WHAT YOU SHOULD DO: Repeat the whole listing below, word for word.

MATERIAL start

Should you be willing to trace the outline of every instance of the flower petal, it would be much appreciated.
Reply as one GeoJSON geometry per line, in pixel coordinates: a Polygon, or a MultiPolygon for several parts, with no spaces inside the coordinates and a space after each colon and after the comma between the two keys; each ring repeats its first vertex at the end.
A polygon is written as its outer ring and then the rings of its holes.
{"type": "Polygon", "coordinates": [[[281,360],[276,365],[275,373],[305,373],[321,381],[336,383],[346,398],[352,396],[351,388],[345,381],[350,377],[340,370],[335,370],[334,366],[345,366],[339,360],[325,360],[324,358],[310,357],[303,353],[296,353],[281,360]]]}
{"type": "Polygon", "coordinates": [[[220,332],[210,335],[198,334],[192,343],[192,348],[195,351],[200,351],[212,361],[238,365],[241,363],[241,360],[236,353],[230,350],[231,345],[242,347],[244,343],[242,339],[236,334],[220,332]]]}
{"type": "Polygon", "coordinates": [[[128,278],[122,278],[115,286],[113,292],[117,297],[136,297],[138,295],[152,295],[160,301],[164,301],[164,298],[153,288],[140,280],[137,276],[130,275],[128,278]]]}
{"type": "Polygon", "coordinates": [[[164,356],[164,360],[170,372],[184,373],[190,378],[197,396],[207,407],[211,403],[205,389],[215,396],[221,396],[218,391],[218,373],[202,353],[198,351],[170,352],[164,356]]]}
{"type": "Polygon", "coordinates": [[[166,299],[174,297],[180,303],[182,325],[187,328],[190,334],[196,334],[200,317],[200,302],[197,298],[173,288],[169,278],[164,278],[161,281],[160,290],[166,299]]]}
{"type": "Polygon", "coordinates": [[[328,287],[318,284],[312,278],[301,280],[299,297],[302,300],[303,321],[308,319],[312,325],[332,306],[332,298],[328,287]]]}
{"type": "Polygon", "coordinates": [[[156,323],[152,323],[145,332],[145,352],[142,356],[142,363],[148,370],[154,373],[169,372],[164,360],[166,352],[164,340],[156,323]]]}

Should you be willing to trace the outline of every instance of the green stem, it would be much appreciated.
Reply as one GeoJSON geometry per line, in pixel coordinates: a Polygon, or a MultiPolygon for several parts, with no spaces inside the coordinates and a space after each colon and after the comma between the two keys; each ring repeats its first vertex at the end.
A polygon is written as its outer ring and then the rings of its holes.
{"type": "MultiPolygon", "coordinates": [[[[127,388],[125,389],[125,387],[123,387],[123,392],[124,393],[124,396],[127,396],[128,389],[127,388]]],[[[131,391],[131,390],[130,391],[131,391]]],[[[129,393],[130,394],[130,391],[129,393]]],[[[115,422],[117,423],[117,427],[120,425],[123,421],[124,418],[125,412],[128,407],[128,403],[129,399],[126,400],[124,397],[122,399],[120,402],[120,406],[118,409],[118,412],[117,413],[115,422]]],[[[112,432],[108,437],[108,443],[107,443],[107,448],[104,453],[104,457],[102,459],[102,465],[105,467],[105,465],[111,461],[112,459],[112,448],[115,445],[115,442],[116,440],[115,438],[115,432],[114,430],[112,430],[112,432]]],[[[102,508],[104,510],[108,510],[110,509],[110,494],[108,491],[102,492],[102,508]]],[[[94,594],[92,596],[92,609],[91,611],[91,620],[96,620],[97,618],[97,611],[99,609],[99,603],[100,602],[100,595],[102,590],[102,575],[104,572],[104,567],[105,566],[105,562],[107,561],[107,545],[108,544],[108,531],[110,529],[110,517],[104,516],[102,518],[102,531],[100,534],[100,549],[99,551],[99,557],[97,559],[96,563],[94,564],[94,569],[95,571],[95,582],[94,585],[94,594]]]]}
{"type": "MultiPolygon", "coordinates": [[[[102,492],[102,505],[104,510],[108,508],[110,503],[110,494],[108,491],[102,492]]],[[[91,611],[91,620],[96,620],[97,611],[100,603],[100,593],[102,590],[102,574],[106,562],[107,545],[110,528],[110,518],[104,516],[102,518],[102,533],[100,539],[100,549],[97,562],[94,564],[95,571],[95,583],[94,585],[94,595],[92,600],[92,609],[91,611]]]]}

MATERIAL end

SOLUTION FOR THIS TASK:
Should you be willing to trace the outline of every instance of the flower petal, it would be much appreciated.
Reply as one GeoJSON geometry per line, in pixel coordinates: a Polygon, or a MultiPolygon for several parts, with no spaces inside the coordinates and a space after each colon and after the comma between the two keys; each ring repeats its first vertex at the end.
A polygon is written as its outer ring and then the rings of its holes.
{"type": "Polygon", "coordinates": [[[281,360],[276,365],[275,373],[305,373],[321,381],[336,383],[346,398],[352,396],[351,388],[345,381],[350,377],[340,370],[335,370],[334,366],[345,366],[339,360],[325,360],[324,358],[310,357],[303,353],[296,353],[281,360]]]}
{"type": "Polygon", "coordinates": [[[220,332],[210,335],[198,334],[192,343],[192,348],[195,351],[200,351],[212,361],[238,365],[241,363],[241,360],[236,353],[230,350],[231,345],[242,347],[244,343],[242,339],[236,334],[220,332]]]}
{"type": "Polygon", "coordinates": [[[128,278],[122,278],[115,286],[113,292],[117,297],[136,297],[138,295],[152,295],[160,301],[164,301],[164,298],[153,288],[140,280],[137,276],[130,275],[128,278]]]}
{"type": "Polygon", "coordinates": [[[164,356],[164,360],[170,372],[184,373],[190,378],[197,396],[207,407],[211,403],[205,389],[215,396],[221,396],[218,391],[218,373],[202,353],[198,351],[170,352],[164,356]]]}
{"type": "Polygon", "coordinates": [[[166,299],[174,297],[180,303],[182,325],[187,328],[190,334],[196,334],[200,317],[200,302],[197,298],[173,288],[169,278],[164,278],[161,281],[160,290],[166,299]]]}
{"type": "Polygon", "coordinates": [[[328,287],[318,284],[312,278],[301,280],[299,297],[302,300],[303,321],[308,319],[312,325],[332,306],[332,298],[328,287]]]}
{"type": "Polygon", "coordinates": [[[156,323],[152,323],[145,332],[145,352],[142,356],[142,363],[148,370],[154,373],[169,372],[164,360],[166,352],[164,340],[156,323]]]}

Should you be willing to trace the outline of every instance of the green stem, it would be much appreciated.
Reply as one GeoJSON geometry per line, in pixel coordinates: a Polygon, or a MultiPolygon for several parts, with no spaces inside the coordinates and a space after each colon and after the comma between the two keys; each ring repeats its first vertex at the end.
A polygon is written as its outer ring and then the rings of its holes.
{"type": "MultiPolygon", "coordinates": [[[[127,388],[125,389],[125,387],[123,387],[123,392],[124,393],[124,396],[127,396],[128,389],[127,388]]],[[[131,391],[131,390],[130,391],[131,391]]],[[[129,393],[130,394],[130,391],[129,393]]],[[[115,422],[117,423],[117,427],[120,425],[123,421],[124,418],[125,412],[128,407],[128,403],[129,399],[126,400],[124,397],[122,399],[120,402],[120,406],[118,409],[118,412],[117,413],[115,422]]],[[[112,432],[108,437],[108,443],[107,443],[107,448],[104,453],[104,457],[102,459],[102,465],[105,467],[105,465],[111,461],[112,459],[112,448],[115,445],[115,442],[116,440],[115,438],[115,432],[114,430],[112,430],[112,432]]],[[[102,508],[104,510],[108,510],[110,509],[110,494],[108,491],[102,492],[102,508]]],[[[94,594],[92,596],[92,609],[91,611],[91,620],[96,620],[97,618],[97,611],[99,609],[99,603],[100,602],[100,595],[102,590],[102,575],[104,572],[104,567],[105,566],[105,562],[107,561],[107,545],[108,544],[108,531],[110,529],[110,517],[104,516],[102,518],[102,531],[100,534],[100,549],[99,551],[99,557],[97,559],[96,563],[94,564],[94,569],[95,571],[95,582],[94,585],[94,594]]]]}
{"type": "MultiPolygon", "coordinates": [[[[102,492],[102,505],[104,510],[108,508],[110,503],[110,494],[108,491],[102,492]]],[[[91,611],[91,620],[96,620],[97,611],[100,603],[100,593],[102,590],[102,574],[106,562],[107,545],[110,528],[110,518],[104,516],[102,518],[102,533],[100,539],[100,549],[97,562],[94,564],[95,571],[95,583],[94,585],[94,595],[92,600],[92,609],[91,611]]]]}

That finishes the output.